»»

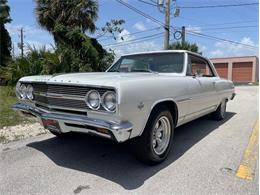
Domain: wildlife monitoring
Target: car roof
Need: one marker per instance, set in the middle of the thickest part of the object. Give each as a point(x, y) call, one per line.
point(164, 51)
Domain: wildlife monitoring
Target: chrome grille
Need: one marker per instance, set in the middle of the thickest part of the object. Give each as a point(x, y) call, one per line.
point(41, 90)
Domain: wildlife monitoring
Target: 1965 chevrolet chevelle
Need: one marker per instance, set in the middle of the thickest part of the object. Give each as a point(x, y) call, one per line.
point(144, 96)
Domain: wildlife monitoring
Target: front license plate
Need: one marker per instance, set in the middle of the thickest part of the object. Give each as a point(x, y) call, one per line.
point(51, 125)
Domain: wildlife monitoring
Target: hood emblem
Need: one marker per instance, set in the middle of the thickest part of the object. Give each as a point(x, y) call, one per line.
point(140, 105)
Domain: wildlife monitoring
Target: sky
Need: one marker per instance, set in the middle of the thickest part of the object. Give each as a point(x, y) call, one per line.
point(239, 24)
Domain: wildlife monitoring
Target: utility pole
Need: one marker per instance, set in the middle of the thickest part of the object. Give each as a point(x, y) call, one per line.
point(167, 24)
point(21, 44)
point(183, 34)
point(13, 50)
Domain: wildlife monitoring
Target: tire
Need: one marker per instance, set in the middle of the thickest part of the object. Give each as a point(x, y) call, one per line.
point(148, 147)
point(220, 113)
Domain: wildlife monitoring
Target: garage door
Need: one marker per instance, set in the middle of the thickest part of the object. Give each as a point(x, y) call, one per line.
point(242, 72)
point(222, 69)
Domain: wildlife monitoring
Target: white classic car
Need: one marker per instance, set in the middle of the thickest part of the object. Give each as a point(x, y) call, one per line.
point(144, 96)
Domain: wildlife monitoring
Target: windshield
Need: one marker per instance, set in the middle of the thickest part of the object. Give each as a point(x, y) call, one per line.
point(156, 62)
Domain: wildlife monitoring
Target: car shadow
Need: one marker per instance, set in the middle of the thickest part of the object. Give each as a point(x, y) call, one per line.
point(113, 161)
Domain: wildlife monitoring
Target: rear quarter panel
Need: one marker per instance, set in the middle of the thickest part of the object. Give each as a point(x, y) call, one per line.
point(149, 92)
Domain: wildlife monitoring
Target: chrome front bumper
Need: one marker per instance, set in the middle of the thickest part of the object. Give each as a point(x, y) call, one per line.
point(78, 123)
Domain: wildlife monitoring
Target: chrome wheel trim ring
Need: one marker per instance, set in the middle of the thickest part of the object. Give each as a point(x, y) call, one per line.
point(161, 135)
point(223, 108)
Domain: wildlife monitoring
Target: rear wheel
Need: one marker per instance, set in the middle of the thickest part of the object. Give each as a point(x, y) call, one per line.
point(153, 146)
point(220, 113)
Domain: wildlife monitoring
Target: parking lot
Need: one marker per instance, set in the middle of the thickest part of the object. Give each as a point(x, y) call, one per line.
point(205, 159)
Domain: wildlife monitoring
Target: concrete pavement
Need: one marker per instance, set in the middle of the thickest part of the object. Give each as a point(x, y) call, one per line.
point(204, 159)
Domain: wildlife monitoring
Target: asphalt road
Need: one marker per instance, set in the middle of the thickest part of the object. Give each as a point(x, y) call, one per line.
point(204, 159)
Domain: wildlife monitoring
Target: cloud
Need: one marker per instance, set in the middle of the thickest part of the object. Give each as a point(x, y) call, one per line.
point(195, 29)
point(139, 26)
point(121, 49)
point(225, 49)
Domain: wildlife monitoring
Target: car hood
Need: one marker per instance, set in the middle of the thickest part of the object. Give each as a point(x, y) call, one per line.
point(96, 79)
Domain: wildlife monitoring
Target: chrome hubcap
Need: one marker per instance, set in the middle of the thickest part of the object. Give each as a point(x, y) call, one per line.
point(223, 108)
point(161, 135)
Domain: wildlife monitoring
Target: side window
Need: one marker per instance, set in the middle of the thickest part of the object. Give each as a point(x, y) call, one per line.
point(198, 67)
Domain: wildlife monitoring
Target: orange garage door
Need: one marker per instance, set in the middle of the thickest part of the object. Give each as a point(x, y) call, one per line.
point(242, 72)
point(222, 69)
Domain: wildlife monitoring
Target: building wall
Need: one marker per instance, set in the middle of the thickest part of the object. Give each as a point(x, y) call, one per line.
point(237, 69)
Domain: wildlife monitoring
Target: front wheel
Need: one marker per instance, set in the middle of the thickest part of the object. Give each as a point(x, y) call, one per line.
point(220, 113)
point(153, 146)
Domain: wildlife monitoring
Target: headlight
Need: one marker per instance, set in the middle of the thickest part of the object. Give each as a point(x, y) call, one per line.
point(23, 91)
point(93, 99)
point(109, 101)
point(29, 92)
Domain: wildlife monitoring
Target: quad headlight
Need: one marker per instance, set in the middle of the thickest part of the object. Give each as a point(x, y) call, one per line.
point(109, 101)
point(24, 91)
point(93, 99)
point(29, 92)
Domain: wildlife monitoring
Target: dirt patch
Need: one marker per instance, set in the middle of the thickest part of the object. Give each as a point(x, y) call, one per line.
point(22, 131)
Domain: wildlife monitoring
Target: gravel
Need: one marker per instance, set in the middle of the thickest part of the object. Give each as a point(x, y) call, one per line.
point(22, 131)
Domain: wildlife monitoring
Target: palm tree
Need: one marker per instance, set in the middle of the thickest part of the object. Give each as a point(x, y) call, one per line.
point(68, 13)
point(5, 39)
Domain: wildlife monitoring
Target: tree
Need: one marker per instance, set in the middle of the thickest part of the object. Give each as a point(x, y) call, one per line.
point(68, 21)
point(185, 46)
point(5, 39)
point(70, 14)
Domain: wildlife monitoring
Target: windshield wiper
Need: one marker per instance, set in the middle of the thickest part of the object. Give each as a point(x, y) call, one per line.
point(143, 70)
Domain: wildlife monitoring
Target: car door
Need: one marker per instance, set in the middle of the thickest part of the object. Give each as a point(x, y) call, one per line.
point(201, 80)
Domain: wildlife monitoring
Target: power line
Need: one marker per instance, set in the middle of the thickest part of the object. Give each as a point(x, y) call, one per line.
point(217, 6)
point(134, 40)
point(220, 39)
point(134, 33)
point(190, 32)
point(141, 13)
point(230, 27)
point(148, 3)
point(139, 41)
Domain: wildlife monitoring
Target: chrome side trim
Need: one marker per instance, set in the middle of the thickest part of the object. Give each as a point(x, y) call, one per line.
point(184, 99)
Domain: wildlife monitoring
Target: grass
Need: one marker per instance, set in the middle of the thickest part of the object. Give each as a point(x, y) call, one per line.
point(9, 117)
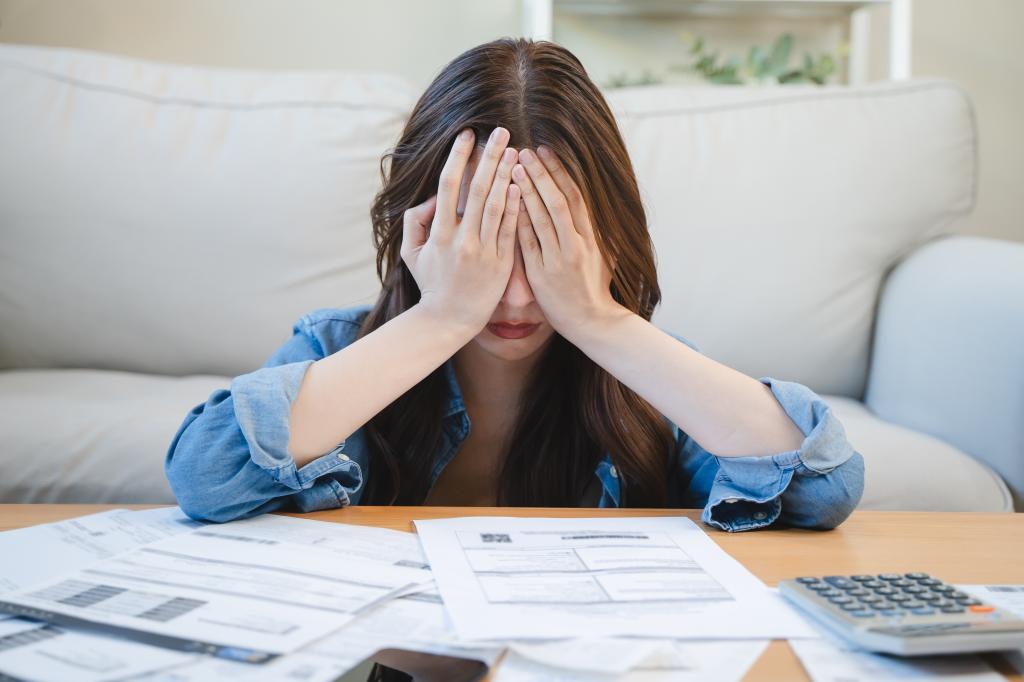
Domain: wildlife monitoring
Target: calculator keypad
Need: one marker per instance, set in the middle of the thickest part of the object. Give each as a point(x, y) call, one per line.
point(892, 595)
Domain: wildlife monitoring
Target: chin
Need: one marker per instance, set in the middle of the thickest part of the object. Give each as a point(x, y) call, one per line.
point(514, 349)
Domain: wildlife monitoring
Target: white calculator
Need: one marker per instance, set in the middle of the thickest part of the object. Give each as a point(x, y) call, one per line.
point(904, 613)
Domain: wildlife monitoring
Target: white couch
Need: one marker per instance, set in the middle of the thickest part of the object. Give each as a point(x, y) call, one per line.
point(163, 226)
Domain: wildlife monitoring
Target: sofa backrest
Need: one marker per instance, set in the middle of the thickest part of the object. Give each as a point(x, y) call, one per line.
point(777, 212)
point(176, 220)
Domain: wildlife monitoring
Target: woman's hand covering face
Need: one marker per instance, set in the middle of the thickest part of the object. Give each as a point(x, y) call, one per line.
point(462, 265)
point(569, 276)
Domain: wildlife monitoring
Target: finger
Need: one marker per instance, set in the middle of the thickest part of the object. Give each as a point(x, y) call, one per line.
point(506, 232)
point(451, 179)
point(532, 255)
point(483, 177)
point(556, 204)
point(543, 226)
point(568, 187)
point(416, 225)
point(495, 208)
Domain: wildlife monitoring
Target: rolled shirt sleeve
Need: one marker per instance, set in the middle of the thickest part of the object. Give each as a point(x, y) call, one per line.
point(229, 458)
point(814, 486)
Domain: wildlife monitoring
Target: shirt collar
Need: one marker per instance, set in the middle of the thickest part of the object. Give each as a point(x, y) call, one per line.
point(456, 403)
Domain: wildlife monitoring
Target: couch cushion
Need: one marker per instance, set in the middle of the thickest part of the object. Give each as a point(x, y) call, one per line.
point(91, 436)
point(177, 220)
point(97, 436)
point(908, 470)
point(776, 212)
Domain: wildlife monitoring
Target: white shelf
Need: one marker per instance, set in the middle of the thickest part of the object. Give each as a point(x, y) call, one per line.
point(539, 18)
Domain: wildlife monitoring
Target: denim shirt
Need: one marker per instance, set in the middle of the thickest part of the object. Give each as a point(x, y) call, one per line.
point(229, 458)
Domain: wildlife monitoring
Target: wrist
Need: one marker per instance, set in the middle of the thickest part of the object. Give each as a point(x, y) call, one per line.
point(597, 324)
point(460, 328)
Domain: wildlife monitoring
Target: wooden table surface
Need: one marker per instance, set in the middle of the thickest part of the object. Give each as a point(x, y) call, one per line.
point(956, 547)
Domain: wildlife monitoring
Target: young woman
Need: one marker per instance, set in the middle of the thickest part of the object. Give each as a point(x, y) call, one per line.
point(510, 358)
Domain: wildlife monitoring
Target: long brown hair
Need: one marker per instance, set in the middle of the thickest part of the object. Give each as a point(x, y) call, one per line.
point(571, 411)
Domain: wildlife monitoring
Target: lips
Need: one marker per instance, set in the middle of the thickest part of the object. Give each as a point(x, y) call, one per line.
point(512, 331)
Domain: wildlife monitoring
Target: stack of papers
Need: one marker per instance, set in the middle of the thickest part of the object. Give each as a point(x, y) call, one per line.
point(153, 595)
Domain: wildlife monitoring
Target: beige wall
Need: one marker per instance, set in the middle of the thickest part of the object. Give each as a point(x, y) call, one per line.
point(973, 42)
point(414, 38)
point(977, 43)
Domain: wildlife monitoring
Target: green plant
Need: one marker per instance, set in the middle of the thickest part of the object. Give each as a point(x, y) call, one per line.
point(762, 65)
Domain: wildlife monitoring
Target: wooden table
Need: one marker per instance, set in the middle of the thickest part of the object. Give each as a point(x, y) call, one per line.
point(961, 547)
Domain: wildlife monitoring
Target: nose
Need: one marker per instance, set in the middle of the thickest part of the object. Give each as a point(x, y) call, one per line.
point(518, 293)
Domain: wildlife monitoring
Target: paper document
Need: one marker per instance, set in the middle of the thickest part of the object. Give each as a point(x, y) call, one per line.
point(51, 653)
point(400, 549)
point(670, 662)
point(219, 590)
point(43, 552)
point(555, 578)
point(828, 661)
point(1010, 597)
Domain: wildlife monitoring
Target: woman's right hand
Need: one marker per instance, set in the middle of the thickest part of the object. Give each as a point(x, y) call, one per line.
point(462, 266)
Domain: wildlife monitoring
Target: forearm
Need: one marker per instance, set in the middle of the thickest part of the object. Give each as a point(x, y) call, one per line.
point(727, 412)
point(344, 390)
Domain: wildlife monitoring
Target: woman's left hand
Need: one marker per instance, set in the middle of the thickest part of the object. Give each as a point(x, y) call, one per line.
point(569, 276)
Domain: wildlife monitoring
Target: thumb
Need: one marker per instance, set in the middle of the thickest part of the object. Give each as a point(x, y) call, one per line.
point(416, 223)
point(415, 228)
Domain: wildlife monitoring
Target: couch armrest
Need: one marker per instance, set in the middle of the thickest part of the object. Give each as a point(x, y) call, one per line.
point(948, 350)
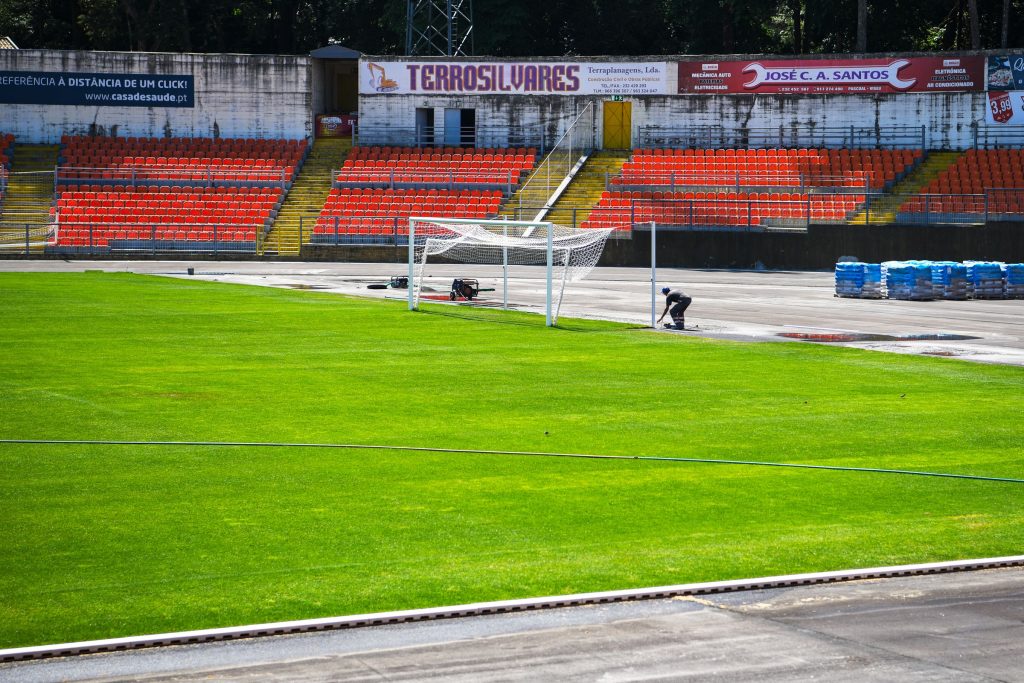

««

WHAT THIS TASK INVOLVES: Give the count of lines that hold the word "white" in the listing above, with no other text.

COMPLETED EXERCISE: 4